━━ AVAILABLE RECORDS ━━

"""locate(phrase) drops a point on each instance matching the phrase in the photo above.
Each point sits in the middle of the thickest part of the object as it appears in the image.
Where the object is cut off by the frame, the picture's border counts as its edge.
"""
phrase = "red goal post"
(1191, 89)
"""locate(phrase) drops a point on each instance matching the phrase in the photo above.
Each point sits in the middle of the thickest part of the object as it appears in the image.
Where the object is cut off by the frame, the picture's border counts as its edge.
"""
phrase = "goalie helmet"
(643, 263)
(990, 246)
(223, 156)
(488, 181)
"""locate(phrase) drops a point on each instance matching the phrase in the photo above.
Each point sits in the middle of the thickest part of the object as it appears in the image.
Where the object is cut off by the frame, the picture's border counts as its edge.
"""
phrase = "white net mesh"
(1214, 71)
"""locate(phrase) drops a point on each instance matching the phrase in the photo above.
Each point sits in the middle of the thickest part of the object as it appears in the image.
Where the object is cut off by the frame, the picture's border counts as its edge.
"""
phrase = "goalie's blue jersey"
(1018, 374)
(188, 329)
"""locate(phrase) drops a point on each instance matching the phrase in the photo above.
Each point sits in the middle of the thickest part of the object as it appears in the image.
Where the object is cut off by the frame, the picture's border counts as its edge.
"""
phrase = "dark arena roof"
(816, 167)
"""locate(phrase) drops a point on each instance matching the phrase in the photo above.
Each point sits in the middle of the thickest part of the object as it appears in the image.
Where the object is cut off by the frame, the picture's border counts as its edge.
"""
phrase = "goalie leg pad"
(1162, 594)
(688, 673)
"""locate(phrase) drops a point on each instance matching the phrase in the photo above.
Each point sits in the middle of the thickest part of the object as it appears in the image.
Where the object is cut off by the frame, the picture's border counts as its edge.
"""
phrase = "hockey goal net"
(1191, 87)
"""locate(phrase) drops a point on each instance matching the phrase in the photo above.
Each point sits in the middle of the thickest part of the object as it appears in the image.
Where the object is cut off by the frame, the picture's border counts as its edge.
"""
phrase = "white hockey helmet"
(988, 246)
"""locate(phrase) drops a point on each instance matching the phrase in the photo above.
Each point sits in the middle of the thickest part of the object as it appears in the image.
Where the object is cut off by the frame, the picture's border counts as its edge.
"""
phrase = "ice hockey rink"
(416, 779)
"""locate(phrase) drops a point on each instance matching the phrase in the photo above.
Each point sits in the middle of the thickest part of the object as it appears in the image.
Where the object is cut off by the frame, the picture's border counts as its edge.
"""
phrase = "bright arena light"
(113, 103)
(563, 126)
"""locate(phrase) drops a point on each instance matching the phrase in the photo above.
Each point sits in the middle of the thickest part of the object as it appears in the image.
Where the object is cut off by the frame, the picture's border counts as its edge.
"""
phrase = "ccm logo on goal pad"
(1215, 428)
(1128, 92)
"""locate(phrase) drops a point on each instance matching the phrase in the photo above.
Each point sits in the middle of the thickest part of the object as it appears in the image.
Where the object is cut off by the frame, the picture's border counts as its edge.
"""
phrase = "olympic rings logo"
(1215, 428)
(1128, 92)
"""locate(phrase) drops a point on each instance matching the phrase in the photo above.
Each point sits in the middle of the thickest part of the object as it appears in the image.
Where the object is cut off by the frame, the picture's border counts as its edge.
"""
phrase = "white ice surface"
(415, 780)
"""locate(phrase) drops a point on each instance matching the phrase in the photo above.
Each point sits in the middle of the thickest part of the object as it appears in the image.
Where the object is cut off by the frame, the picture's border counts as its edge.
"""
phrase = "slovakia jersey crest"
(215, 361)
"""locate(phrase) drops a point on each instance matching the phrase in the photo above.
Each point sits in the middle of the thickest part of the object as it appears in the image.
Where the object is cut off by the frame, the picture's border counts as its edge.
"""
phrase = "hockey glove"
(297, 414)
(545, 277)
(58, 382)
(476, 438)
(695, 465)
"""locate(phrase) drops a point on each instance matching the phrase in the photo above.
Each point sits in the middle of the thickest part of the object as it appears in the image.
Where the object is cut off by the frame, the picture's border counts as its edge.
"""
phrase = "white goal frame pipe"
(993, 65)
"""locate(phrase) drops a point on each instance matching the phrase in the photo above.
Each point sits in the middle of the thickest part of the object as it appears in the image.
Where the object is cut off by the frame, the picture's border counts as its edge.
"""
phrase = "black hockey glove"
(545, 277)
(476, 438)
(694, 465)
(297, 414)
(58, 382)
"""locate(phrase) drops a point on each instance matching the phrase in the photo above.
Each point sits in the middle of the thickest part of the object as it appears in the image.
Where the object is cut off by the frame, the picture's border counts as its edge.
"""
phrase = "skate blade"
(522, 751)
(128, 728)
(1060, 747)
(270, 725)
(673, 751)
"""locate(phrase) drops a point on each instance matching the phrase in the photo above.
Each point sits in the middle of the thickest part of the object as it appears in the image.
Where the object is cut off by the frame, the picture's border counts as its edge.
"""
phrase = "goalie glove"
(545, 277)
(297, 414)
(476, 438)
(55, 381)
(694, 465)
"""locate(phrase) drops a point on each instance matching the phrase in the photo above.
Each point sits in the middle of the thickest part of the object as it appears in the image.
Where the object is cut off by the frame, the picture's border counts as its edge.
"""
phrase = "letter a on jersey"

━━━

Each record above must be given again exactly.

"""locate(phrase) drops a point on each instance matching the phrase in the photo above.
Each point sits in the middle of the thickest part of the object as it appears in the image.
Where the object is cut off by the frame, the picture's border counts as its edge.
"""
phrase = "red goal post"
(1191, 89)
"""locate(phrase) drops a point on each instance matching the phrase in the photo above.
Each point sits in the middle of the thickest part of the object as it appears in the image.
Where the object is cut off by the frame, the picture's border counts as its edge.
"""
phrase = "goalie helmet"
(643, 263)
(990, 246)
(223, 156)
(488, 181)
"""locate(phrase) drops a point on each instance matching the phrase in the photo above.
Each point sits in the middle of the thickest part of the object as it appears in the image.
Where the object is cut off by the frame, the picture's border counts as its edge.
"""
phrase = "white net mesh"
(1214, 71)
"""locate(phrase) drops a point on each instance matching the phrase in the photo above.
Each point sits in the middle of the thickest part of the object as it appears in the image.
Where the object is cut off by the frame, the picture's border counts as its edge.
"""
phrase = "goalie's blue jersey"
(1018, 374)
(188, 329)
"""locate(phrase) drops a point on each instance matching the phrase in the photo above.
Each point sits in the middle of the thickest part of the object as it appears in the image.
Where the object is cut off by the frame, the picture's border counts as its edge.
"""
phrase = "dark arena roof"
(816, 167)
"""locate(phrase) drops a point on each instance matching the phrase in the photo above.
Each point sits in the middle of the thickest part of the object as it appears in the image.
Where the object is cut off by the frame, the picture's border counts as its edge.
"""
phrase = "goalie leg pad"
(1162, 594)
(688, 673)
"""locate(phrase) drops a point on each instance matching the phrase in the photo above.
Each point sits in the middle of the thickest part of the object as it appears in the image.
Where the object is cut off by the frame, the picture's border counts as its edge.
"""
phrase = "hockey goal net"
(1191, 87)
"""locate(phrase) drops a point on each instance matching the phrase in the photo above.
Each point sits in the middle of the thickest part of the object as it appears in the image.
Where the object is cut off by the frame, the picture's border counts as its edge.
"""
phrase = "white hockey helmet"
(988, 246)
"""locate(phrase) drops a point on each instance matching the phrase in the photo above.
Each point sits in the middle of the thickest part of the object as it appears in the image.
Where the object is cut off by the frame, the picture's border counts as its edge.
"""
phrase = "ice hockey rink"
(416, 779)
"""locate(phrase) drops a point on each instance matching the phrase in the photo above.
Each point sits in the middle of the thickest part of the object as it appears in the image.
Where the object is cut off by the frame, the picture's border counts as its edge.
"""
phrase = "bright arena light"
(113, 103)
(563, 126)
"""locate(phrase) drops a point on each instance matching the phrase in the photo above.
Each point sits in the middle of the thickest part of the object as it appears in the image.
Where the object is cut off by the frame, the picture's border counts as its edge.
"""
phrase = "ccm logo on goal pad"
(1215, 428)
(1128, 92)
"""locate(phrase) drops a point on each instance matching the phrase in the photo above.
Each point sits in the middle of the thickest part of the object as it appears in the image.
Where the object is cut off by the frame, the picture's border counts as its edge.
"""
phrase = "olympic rings logo"
(1215, 428)
(1128, 92)
"""locate(phrase) drops a point on each instance matching the phrase in the photo above.
Each point sits in the middle of the thickest part of the object as it appears in the image.
Where the object is cut off by the frame, the picture's border counts as its edge.
"""
phrase = "white ice surface"
(415, 780)
"""locate(phrase) drops a point on each instance matching the phrase in the photo above.
Each point sits in the middle of the thickest part of the object as it appears in the image.
Where the object is cut off by the frame, the picture's border counts as its edge.
"""
phrase = "slovakia jersey crest"
(215, 361)
"""locate(phrase) drops a point on each instance matching the phrase in the photo above.
Each point sits in the middle of the thickest part of the object as it appears in the image.
Where the object is cut off by the frame, the picture's border counts as its edge.
"""
phrase = "hockey glove"
(297, 414)
(545, 277)
(58, 382)
(476, 438)
(695, 465)
"""locate(phrase) drops a point on each instance matching the phrase in the photo above.
Each point sits in the middle of the thickest part of the object as it appears in the image.
Where the object is cut off by the frame, the picture's border counts as its edge.
"""
phrase = "white goal frame pipe"
(993, 65)
"""locate(phrase) drops a point on each instance matching the phrase in the photo above.
Each point sits in the middle of the thickest part of the object as it appears in the image.
Where the object is cut off by the frame, the picture's border counts as its edge.
"""
phrase = "black hockey glove"
(545, 277)
(476, 438)
(694, 465)
(297, 414)
(58, 382)
"""locate(phrase) drops a point on each instance matching the phrase in the photo above.
Each point sits in the middle of the thickest part of the object as it appears in the image.
Where the object is cut off by the frame, the picture's border counts as its edge.
"""
phrase = "skate blade"
(522, 751)
(128, 728)
(1060, 747)
(270, 725)
(673, 751)
"""locate(phrase) drops a point on each instance matching the phrase in the photo above.
Each point sits in the middle of the thickest part of the object as it appears in the image.
Where the object is cut off by the frame, the picture's border counts as its edge.
"""
phrase = "goalie glove"
(545, 277)
(297, 414)
(476, 438)
(55, 381)
(694, 465)
"""locate(phrase) drops a point on each instance matching the phrase in the photo above.
Each point sits in the middle of the thickest part of the object as it appears in the image.
Where the object is cut off by the frame, the picture's border counts as its edge.
"""
phrase = "letter a on jersey"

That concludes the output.